**Provided passage:**
# March is "Resort Review" Bonus month!



## TUGBrian

For the rest of the month of March, any qualifying review submitted by a new member will automatically earn said member a TUG Award Credit.

This credit can be redeemed for a 6 month extension on your current TUG membership, or used for a Free Classified ad in the Legacy Ad section.

These awards never expire and are linked to your account, so as long as you remain an active TUG member, you can use them at any time.

As a bonus bonus, you will also still qualify for regular review awards (any resort review of a resort that has not been reviewed for over 6months).  So you have the capability to get 1 full year of membership for free for a single review!

You also qualify for the quarterly bonus award, which earns you either a Free vacation week of your choice from our availability, or a lifetime membership!

To qualify for this, there are a few stipulations you must follow

1. The resort review must not have any errors.  Please be sure the resort is entered properly, and you match up the review to the correct resort code!

2. The resort review must be detailed and contain the appropriate information about the resort...you can see the information required here:

http://www.tug2.net/resortreviewaward.htm

No it doesnt have to have every single one...but it must be a solid and informative review containing the majority of those items.

**Instructions to follow:** Could you carry the forum post about the March resort review bonus forward from its last sentence?

**Dataset extract:**
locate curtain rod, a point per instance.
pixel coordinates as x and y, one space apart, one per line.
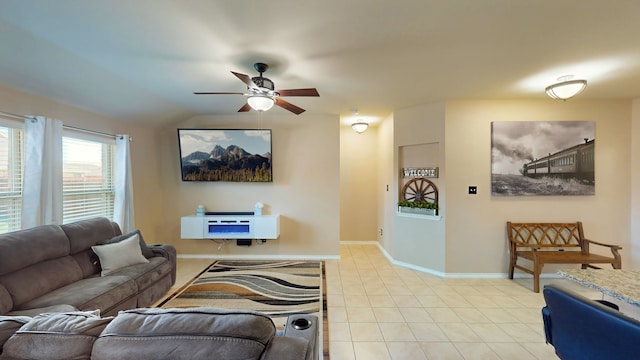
24 117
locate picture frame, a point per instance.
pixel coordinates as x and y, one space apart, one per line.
233 155
542 158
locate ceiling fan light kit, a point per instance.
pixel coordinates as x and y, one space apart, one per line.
566 88
360 126
261 94
260 102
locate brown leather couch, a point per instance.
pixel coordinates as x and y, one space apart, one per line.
168 334
53 268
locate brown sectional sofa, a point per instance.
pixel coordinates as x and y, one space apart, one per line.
168 334
53 268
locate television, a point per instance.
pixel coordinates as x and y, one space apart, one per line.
240 155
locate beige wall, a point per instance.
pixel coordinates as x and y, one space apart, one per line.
358 184
635 183
387 198
475 224
304 191
144 152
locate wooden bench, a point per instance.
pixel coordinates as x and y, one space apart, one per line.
554 243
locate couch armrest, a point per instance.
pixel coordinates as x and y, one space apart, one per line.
306 327
169 252
287 348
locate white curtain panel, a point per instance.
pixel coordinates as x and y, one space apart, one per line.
123 206
42 183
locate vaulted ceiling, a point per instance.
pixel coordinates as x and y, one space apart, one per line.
142 60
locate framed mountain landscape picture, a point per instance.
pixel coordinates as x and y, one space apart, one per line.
240 155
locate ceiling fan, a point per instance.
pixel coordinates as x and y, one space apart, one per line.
261 94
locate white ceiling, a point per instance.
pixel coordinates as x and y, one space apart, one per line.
141 60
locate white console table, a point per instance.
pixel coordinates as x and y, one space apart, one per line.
230 227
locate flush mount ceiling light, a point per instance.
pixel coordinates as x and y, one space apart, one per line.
360 126
260 102
566 88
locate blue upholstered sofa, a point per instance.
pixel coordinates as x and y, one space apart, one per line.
581 328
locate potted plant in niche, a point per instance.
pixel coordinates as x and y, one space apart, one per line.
418 207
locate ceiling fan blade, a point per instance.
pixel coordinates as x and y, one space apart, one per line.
299 92
246 79
218 93
245 108
289 106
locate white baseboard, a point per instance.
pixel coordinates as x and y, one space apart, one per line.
259 257
443 274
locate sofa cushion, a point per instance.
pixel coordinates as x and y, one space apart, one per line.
56 336
6 303
198 333
146 251
86 233
118 255
44 310
90 293
39 279
20 249
146 274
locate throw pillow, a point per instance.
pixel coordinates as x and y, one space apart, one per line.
146 251
118 255
9 325
56 336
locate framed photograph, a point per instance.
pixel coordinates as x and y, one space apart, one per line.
239 155
542 158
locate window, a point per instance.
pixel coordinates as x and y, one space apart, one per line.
11 170
88 188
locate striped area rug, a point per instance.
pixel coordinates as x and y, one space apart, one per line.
275 288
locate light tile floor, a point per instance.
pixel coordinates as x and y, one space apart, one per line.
378 310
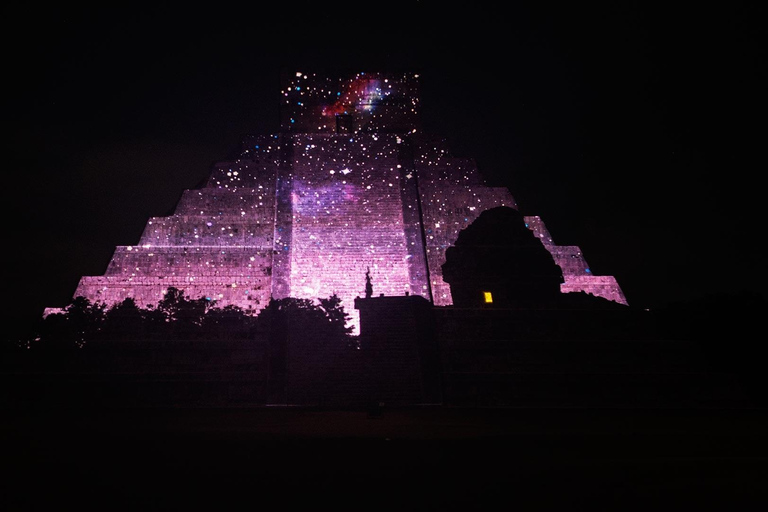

**Written response:**
"Great place, will stay again, 8.5 rating" while important in its own right for members...will not qualify for this reward =)


3. You must have stayed in the resort within the past year (or reallllly close) so date of visit must be after March 2006. 

I do not want to see submissions from 1995!  =)

Looking forward to seeing what you guys do here!


----------



## Cheryl17

TUG Improvements! said:


> For the rest of the month of March, any qualifying review submitted by a new member will automatically earn said member a TUG Award Credit.



Do you have to be a new member to qualify?


----------



## TUGBrian

Cheryl17 said:


> Do you have to be a new member to qualify?


nope...only have to be an active TUG member!


----------



## Cathyb

I was already to put in 4 reviews and it will not accept my password. What now?


----------



## TUGBrian

Pardon?

You should enter the reviews here:

http://tug2.com/RnR/RateAndReviewResort.aspx

The username/pw for that section is not your BBS username and password, its the TUG member only one provided to you when you joined.


----------



## Cathyb

that is where I was. I put in my ID and password but it refused me.


----------



## TUGBrian

again..your bbs username and password do not work over there.

you must use the tug member only username and password.

same thing you use to get into the ratings/reviews.


----------



## Cathyb

got it, finally -- duh!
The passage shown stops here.